_EXTRACT PROVIDED_

# DVC Trades



## PortableTech (Apr 6, 2009)

Greetings DVC Tuggers,

I had some questions, so I decided to venture out of my home in the HGVC board and come visit all you wonderful mouse eared folks.  I had considered using HGVC to trade through RCI for a little Disney trip, but have learned that RCI/DVC does not do trades for less than 1 week.  That being said, some of the stuff I have read hear seems to indicate that DVC owners can use their points on less than a week.

If I were to find willing DVC Owner, I assume there would be nothing preventing me from renting or arranging a trade for some of my HGVC points, or combination of the two, and get less than a week period in exchange?  I assume that by using this method I would not have to pay an RCI Exchange Fee, but I assume I would still have to pay The Big Mouse his $95 I am not a cool DVC owner fee.

Is what I am thinking correct here?  Thanks for any thoughts or comments on the situation.

Doug


----------



## alwysonvac (Apr 6, 2009)

No $95 charge for DVC owners and their guests. Only exchangers are charged the $95 fee.

Take a look at this thread regarding trades on the Disboards and Mouseowners - http://www.tugbbs.com/forums/showthread.php?t=93401


----------



## rickandcindy23 (Apr 6, 2009)

You might find that renting from a DVC owner is more than an exchange, especially for the larger units, and the weekends.


----------



## PortableTech (Apr 6, 2009)

Well, the trip we are looking to take is in November for me and my sons birthdays (1 Day apart) as such as are looking for a 3 night stay.  Based on the fact that HGVC does not even let me get less than a week of DVC in trade, and even if they did, I would have to pay the $100 or so exchange fee for nights, and then the $95 exchange fee to DVC, we are already $200 in cost before we even talk about the trade of my HGVC points.  It seems that people are renting HGVC points around $10/point in some places, and I have seen mentioned that it can go as low as $7/point it seems renting or working a deal for some HGVC points is a much better way to go unless I am missing something.

Does DVC charge the owner a reservation fee?

Doug


----------



## rickandcindy23 (Apr 6, 2009)

Most DVC owners charge $12-14 per point.  They don't have to pay a reservation fee, though.


----------



## JonathanIT (Apr 7, 2009)

Doug said:


> Well, the trip we are looking to take is in November for me and my sons birthdays (1 Day apart) as such as are looking for a 3 night stay.  Based on the fact that HGVC does not even let me get less than a week of DVC in trade, and even if they did, I would have to pay the $100 or so exchange fee for nights, and then the $95 exchange fee to DVC, we are already $200 in cost before we even talk about the trade of my HGVC points.


The cost to reserve or search with RCI through HGVC is $164 upfront.  The $95 DVC fee is due to the resort when you check-in.  So direct through HGVC, the out of pocket cash price is $259 + points.  But the point rate (1BR=3,400/wk, 2BR=4,800/wk) is very generous, IMO, considering the cost to rent DVC from Disney.

_EXERCISE TASK A_
List the distinct usernames of everyone who posted in the DVC trades thread above.
_EXERCISE TASK B_
Carry on the DVC trades thread above from where it stops.

_DATASET ROWS_
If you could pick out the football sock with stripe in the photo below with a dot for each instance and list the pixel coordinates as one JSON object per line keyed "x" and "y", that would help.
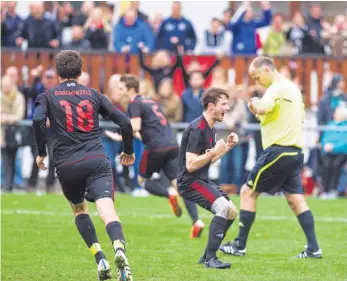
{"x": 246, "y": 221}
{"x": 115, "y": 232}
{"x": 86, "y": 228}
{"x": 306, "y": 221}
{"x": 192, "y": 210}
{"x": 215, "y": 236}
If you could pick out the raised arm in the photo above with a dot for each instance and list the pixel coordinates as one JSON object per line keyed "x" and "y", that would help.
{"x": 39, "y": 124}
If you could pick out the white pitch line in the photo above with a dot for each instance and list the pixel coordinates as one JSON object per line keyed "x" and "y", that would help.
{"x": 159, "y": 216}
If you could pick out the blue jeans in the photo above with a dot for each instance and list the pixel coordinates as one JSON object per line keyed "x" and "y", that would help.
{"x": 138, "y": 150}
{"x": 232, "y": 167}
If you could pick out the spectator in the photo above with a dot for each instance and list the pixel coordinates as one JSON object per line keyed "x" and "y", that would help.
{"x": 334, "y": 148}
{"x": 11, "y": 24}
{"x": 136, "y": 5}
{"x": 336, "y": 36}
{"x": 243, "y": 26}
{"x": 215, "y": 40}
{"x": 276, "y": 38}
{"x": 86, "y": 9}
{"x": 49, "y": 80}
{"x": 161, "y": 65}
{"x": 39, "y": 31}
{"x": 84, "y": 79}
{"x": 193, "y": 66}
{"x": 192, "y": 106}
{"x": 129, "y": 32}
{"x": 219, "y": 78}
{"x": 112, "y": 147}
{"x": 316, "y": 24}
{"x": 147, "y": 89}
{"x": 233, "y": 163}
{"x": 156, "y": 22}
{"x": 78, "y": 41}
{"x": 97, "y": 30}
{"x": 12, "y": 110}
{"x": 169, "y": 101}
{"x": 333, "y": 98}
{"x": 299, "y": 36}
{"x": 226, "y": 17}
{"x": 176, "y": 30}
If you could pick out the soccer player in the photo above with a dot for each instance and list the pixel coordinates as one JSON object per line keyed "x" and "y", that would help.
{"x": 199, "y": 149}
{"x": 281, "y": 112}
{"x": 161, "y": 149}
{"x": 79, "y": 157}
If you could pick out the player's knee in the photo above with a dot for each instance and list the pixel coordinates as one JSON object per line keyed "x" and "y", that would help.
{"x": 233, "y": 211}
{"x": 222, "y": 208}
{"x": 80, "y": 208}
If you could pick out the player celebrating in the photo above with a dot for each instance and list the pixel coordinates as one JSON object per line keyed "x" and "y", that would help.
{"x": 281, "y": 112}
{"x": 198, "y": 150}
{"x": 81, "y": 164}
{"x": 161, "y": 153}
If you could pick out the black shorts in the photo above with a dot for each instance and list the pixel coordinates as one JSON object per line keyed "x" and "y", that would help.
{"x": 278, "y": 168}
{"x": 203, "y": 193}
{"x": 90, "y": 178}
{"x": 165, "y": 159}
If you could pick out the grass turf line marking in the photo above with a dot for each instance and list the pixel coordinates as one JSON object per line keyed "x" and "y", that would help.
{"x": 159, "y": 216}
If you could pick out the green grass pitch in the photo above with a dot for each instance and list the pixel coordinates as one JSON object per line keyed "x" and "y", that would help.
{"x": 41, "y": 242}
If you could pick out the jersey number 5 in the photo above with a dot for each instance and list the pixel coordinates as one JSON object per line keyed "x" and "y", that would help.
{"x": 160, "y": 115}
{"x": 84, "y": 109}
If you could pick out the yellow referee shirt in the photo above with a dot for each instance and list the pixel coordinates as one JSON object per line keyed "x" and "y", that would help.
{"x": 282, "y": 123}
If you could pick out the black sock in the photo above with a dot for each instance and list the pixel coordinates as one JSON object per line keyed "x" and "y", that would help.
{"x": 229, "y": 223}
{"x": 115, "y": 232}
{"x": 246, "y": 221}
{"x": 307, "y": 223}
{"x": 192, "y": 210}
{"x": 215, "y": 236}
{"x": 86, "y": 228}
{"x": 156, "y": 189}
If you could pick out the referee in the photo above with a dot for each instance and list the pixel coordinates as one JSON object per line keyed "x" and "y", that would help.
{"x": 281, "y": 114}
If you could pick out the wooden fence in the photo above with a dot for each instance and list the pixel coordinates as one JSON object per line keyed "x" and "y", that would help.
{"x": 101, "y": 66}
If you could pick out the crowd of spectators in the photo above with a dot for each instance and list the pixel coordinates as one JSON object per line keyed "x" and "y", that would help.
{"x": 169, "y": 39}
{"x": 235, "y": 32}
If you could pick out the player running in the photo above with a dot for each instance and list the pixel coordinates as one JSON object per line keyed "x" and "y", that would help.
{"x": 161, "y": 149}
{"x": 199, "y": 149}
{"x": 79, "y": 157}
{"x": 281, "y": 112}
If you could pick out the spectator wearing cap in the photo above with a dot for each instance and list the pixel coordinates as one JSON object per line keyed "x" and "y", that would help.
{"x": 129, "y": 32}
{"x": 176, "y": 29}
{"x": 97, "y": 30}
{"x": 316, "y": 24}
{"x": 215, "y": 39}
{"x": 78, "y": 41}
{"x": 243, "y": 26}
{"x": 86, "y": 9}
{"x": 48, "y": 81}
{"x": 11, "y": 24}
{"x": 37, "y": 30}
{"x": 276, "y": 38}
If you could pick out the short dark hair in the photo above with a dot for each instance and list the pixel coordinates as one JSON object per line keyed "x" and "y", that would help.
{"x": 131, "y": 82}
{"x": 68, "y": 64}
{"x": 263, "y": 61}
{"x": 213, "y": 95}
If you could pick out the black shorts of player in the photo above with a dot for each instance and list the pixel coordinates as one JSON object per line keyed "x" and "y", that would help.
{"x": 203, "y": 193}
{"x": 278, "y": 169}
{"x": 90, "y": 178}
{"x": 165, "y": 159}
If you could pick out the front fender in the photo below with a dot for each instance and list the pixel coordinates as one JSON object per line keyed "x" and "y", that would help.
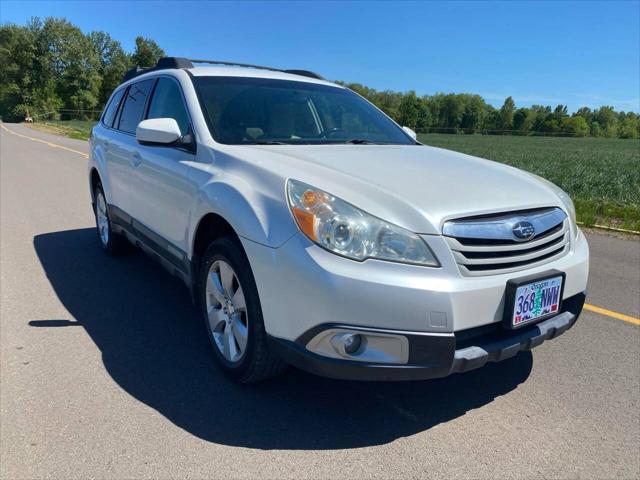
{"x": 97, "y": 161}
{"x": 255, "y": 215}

* * *

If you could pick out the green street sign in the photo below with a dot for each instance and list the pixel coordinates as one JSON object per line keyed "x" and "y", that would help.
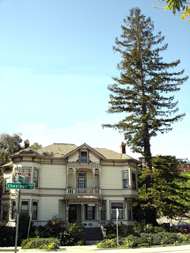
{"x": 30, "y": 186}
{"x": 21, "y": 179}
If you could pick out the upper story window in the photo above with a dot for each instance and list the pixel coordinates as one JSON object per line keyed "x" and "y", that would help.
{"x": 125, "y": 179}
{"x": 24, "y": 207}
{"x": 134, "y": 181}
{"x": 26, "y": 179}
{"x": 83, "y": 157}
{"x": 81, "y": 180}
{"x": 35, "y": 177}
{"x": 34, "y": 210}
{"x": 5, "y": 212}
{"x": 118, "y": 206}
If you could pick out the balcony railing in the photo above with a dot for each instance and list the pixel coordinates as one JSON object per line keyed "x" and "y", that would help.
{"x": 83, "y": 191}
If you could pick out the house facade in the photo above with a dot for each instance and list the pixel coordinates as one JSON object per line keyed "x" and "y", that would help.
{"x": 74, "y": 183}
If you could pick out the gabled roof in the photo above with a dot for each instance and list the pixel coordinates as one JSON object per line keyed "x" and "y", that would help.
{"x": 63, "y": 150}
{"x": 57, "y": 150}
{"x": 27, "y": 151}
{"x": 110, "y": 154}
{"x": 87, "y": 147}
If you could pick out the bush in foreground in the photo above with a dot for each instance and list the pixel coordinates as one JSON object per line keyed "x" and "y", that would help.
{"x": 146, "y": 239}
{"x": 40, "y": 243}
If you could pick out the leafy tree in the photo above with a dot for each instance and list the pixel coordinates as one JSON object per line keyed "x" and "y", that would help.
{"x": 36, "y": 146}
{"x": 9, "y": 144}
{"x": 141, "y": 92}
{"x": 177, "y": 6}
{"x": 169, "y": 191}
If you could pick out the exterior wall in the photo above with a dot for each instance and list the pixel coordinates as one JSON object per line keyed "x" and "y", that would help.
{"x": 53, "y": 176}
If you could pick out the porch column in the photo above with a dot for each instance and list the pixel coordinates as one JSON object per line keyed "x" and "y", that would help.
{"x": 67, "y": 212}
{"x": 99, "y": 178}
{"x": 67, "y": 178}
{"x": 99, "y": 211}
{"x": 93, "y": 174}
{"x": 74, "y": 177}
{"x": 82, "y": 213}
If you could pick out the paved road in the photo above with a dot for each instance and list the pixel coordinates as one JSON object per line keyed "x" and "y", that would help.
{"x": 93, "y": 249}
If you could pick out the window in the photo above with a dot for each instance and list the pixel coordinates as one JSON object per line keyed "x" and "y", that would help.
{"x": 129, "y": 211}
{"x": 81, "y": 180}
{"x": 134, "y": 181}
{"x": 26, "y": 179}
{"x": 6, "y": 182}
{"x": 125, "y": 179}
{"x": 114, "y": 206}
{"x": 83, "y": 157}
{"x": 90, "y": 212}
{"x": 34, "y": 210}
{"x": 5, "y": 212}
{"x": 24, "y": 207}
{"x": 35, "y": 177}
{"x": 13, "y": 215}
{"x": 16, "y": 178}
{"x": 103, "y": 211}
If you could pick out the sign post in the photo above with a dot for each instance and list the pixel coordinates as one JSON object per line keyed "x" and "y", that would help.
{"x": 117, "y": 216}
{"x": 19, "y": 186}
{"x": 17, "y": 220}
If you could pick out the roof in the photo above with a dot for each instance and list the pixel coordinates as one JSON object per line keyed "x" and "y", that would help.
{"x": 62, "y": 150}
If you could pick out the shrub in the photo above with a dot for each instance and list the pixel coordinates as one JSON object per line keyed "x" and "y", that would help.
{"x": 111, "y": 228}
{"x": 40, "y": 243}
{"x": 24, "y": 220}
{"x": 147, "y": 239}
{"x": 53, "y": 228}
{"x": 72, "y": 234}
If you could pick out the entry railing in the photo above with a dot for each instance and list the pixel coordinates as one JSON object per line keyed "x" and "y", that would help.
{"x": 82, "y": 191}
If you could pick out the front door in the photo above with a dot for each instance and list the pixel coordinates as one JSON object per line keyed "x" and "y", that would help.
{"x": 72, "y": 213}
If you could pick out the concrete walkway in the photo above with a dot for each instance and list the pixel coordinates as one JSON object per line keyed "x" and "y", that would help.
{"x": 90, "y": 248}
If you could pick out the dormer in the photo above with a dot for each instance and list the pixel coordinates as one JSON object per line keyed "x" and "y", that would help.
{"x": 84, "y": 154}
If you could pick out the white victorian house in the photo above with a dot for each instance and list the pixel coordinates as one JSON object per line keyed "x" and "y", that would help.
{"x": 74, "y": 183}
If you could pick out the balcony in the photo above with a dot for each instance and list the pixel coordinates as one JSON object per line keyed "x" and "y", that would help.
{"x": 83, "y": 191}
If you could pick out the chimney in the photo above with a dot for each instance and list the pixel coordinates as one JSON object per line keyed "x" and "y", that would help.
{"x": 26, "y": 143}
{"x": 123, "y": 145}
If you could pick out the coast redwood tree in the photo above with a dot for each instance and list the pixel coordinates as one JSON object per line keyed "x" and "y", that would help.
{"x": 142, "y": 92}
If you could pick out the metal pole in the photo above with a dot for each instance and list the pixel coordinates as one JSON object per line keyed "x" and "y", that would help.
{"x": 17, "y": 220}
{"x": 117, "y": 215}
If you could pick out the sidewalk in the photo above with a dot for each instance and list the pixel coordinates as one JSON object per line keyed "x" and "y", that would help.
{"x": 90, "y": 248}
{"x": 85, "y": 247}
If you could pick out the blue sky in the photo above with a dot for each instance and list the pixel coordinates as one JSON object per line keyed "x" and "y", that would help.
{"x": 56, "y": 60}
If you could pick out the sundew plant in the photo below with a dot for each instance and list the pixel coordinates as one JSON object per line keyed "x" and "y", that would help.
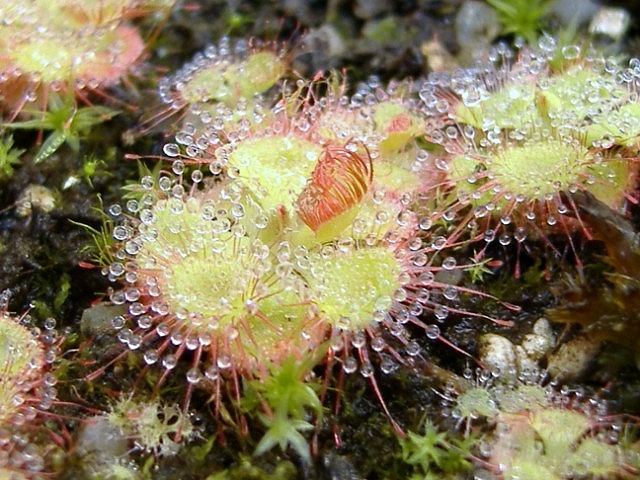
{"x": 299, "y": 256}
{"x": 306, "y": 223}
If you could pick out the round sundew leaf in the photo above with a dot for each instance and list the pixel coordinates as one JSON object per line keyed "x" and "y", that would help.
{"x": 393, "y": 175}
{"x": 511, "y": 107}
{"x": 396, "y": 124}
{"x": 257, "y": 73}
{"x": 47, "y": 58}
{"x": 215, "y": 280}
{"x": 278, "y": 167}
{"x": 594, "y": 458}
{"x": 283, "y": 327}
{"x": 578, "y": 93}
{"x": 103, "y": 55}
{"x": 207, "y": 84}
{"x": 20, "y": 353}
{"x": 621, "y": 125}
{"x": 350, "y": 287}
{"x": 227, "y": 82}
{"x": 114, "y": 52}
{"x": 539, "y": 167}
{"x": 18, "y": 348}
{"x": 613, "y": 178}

_EXPECTED OUTPUT A_
PortableTech, alwysonvac, rickandcindy23, JonathanIT

_EXPECTED OUTPUT B_
If you really want to stay on WDW property, using your HGVC points might be the cheapest option even if you book for a week but stay for less.  I think your biggest obstacle when booking through HGVC/RCI is availability, since you are looking at specific dates.  The availability of DVC through RCI anytime is extremely limited.  Have you called yet to see if your dates are even available?

There are some dates available for DVC/OKW in the upcoming months through RCI EV rentals as well. See this thread.  Also a good indicator as to what these stays are going for cash wise.


----------



## PortableTech (Apr 7, 2009)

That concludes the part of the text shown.